Le donne di cui canta
Sarah Shook non sembrano quelle ormai destinate a un matrimonio, figli, bella casa, un uomo che le ama in maniera incondizionata, ma di quelle che preferiscono seguire una pulsione vitale che al contempo le porti a fronteggiare la quieta disperazione alla quale il resto del mondo si consegna quotidianamente.
Al secondo disco, con le chitarre sempre affilate dei
The Disarmers,
Years si muove in territori terrosi in grado di stupire per come sembra fermarsi nel country, quello che incanta in
Good As Gold, che tende ad arrotolarsi sulla chitarra steel, che fa muovere i piedi in
New Ways To Fail.
Non ci sono molti cuori spezzati o intrisi di alcol in Years, ma quando capita come nella soave
The Bottle Never Lets Me Down, il discorso non può che allargarsi a comparazioni con l’uomo acide e poco malleabili, ma le relazioni interpersonali Sarah Shook & The Disarmers le trattano con una buona dose di humor e con un country che entra sottopelle in ballate nervose e accattivanti,
Parting Words,
Lesson e
What It Takes, con profili western all’orizzonte che tornano, e come nella Genesi, il mondo fisico viene per primo, poi viene l’uomo, e con esso il male.
Honky tonks che trovano specchio in ampi paesaggi agresti da decifrare in
Damned If I Do, Damned If I Don't, visti da lontano nella ballatona di
Heartache In Hell, e infine la
Title Track e allora bisogna ammetterlo uno volta ascoltato Years : un disco singolare, potente e, in un modo tutto suo, bello.

-=-=-=-=-

§ **Attività**
Modifica, per favore, la recensione di Years e riscrivi tutto ciò che va da "Al secondo disco, con" giù fino a "Ways To Fail.", mettendo "taglienti" al posto di "affilate".

§ **Dati forniti**

-=-=-=-=-

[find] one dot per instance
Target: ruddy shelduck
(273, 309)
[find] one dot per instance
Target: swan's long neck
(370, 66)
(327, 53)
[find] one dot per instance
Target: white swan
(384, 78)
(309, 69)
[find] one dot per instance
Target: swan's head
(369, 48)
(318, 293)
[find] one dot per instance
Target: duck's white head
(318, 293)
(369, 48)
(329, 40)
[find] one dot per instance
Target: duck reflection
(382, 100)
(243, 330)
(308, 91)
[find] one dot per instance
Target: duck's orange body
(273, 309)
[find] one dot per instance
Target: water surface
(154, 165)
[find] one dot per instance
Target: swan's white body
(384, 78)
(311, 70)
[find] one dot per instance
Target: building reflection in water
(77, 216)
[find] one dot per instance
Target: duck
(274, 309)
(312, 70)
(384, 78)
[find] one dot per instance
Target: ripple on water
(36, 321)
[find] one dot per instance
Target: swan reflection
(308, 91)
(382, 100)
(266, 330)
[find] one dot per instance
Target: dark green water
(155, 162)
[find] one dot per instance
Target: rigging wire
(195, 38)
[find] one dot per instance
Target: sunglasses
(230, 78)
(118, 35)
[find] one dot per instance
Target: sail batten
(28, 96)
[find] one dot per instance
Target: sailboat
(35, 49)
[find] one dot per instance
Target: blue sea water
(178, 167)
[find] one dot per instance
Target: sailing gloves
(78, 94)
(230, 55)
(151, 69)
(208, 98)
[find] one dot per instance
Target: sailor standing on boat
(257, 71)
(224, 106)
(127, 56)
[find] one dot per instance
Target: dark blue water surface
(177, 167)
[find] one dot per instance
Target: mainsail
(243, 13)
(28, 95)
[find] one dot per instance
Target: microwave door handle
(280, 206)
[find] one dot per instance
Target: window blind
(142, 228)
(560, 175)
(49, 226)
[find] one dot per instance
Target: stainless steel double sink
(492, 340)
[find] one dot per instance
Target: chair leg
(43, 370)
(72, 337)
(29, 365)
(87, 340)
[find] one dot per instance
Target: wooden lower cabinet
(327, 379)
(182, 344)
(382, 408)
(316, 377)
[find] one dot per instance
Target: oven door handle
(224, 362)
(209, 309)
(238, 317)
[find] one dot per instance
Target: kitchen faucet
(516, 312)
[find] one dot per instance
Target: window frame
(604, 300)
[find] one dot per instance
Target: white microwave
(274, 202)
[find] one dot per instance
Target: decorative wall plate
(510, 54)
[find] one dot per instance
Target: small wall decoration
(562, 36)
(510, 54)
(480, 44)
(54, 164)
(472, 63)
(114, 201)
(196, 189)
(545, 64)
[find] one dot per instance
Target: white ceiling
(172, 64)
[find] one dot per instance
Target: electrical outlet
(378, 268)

-=-=-=-=-

§ **Risultato dell'esercizio**
Al secondo disco, con le chitarre sempre taglienti dei
The Disarmers,
Years si muove in territori terrosi in grado di stupire per come sembra fermarsi nel country, quello che incanta in
Good As Gold, che tende ad arrotolarsi sulla chitarra steel, che fa muovere i piedi in
New Ways To Fail.